[Records of labeled boxes]
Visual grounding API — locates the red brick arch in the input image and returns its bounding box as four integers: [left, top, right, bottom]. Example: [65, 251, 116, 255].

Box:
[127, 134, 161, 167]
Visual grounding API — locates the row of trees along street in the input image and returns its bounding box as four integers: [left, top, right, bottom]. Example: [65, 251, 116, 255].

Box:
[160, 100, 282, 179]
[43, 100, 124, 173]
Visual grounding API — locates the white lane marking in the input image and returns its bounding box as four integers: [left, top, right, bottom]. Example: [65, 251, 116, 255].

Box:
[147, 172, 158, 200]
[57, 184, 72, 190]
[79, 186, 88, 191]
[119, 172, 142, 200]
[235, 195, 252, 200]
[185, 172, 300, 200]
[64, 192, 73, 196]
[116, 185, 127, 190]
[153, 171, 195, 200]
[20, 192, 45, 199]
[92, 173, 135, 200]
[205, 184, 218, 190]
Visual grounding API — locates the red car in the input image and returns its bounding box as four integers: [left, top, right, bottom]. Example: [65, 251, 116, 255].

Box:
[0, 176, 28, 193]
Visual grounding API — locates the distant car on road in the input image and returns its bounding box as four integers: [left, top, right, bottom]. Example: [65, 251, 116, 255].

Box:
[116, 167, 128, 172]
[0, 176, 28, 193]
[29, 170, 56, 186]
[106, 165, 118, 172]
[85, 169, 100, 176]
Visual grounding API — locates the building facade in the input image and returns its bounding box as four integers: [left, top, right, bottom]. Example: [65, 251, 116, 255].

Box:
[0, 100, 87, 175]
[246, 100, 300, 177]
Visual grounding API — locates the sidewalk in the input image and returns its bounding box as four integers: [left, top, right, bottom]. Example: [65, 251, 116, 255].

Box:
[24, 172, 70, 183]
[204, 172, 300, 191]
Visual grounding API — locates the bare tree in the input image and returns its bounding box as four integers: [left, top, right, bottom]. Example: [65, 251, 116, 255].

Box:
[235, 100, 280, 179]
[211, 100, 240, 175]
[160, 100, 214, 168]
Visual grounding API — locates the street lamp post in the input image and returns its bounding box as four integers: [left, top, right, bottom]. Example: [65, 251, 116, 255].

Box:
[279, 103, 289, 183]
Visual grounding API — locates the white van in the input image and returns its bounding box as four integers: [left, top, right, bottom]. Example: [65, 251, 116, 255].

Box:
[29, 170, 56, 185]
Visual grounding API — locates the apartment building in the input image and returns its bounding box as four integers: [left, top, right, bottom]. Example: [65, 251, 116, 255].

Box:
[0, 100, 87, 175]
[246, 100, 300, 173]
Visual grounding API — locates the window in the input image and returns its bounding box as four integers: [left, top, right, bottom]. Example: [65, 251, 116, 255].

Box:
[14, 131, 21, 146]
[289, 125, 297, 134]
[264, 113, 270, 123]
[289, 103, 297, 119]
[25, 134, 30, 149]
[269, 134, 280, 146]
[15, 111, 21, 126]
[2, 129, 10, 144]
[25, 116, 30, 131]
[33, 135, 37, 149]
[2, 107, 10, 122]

Work to complete -
Rewrite all of the lines above, putting "enclosing box" wherever "bounding box" appears and leaving everything else untouched.

Exercise solution -
Visual grounding API — locates the red brick arch in the input image and returns its enclosing box as four integers: [left, top, right, bottom]. Example: [65, 251, 116, 255].

Box:
[127, 134, 161, 167]
Visual grounding API — locates the row of trees along street in the input image and returns its enclosing box as four integers: [left, top, right, bottom]. Example: [65, 251, 116, 255].

Box:
[160, 100, 282, 179]
[43, 100, 124, 173]
Visual grounding API — locates the white lane marking in the input image and returns its enclosing box as four integers: [left, top, right, bottom]. Example: [65, 251, 116, 255].

Box:
[147, 172, 158, 200]
[57, 184, 72, 190]
[79, 186, 88, 191]
[119, 172, 142, 200]
[235, 195, 252, 200]
[185, 172, 300, 200]
[64, 192, 73, 196]
[116, 185, 127, 190]
[153, 171, 195, 200]
[20, 192, 45, 199]
[92, 173, 135, 200]
[205, 184, 218, 190]
Visual grounding API — locates the red car in the input image and returns its enclosing box as four integers: [left, top, right, bottom]. Example: [65, 251, 116, 255].

Box:
[0, 176, 28, 193]
Visual grounding API — locates the distant car on road in the input image and returns its enclosing box as four integers: [left, top, right, bottom]. Example: [65, 251, 116, 255].

Box:
[116, 167, 128, 172]
[0, 176, 28, 193]
[29, 170, 56, 186]
[106, 165, 118, 172]
[85, 169, 100, 176]
Visual grounding API — locates the building facade in the input image and returns its enclosing box as four integers: [left, top, right, bottom]. Example: [65, 251, 116, 255].

Box:
[0, 100, 87, 175]
[246, 100, 300, 177]
Visual grounding API — locates the sidewalk in the input image and returns its enclosing box as four integers: [left, top, right, bottom]. Example: [65, 251, 116, 255].

Box:
[24, 172, 70, 183]
[204, 172, 300, 191]
Visual grounding API — locates the bare tree in the input image and returns its enclosing box as four integers: [left, top, right, bottom]. Example: [65, 251, 116, 255].

Box:
[235, 100, 280, 179]
[211, 100, 240, 175]
[160, 100, 214, 168]
Visual grounding API — locates the street lamp post in the input image and returns its enclosing box as four integers: [left, top, right, bottom]. Example: [65, 251, 116, 255].

Box:
[279, 103, 289, 183]
Visual grounding API — locates the white van in the input image and returns its enclosing box as four integers: [left, top, right, bottom]. Example: [65, 251, 116, 255].

Box:
[29, 170, 56, 185]
Visual grounding API — locates the apartment building in the input image and returns its enclosing box as four integers: [left, top, right, bottom]. Example: [65, 251, 116, 255].

Box:
[0, 100, 87, 175]
[246, 100, 300, 173]
Visual grounding API — locates the window in the input image and returns its enclosing box as four integers: [left, top, right, bottom]. Example: [65, 251, 116, 255].

Box:
[14, 131, 21, 146]
[289, 125, 297, 134]
[264, 113, 270, 123]
[289, 103, 297, 119]
[25, 134, 30, 149]
[269, 134, 280, 146]
[15, 111, 21, 126]
[2, 129, 10, 144]
[25, 116, 30, 131]
[33, 135, 37, 149]
[2, 107, 10, 122]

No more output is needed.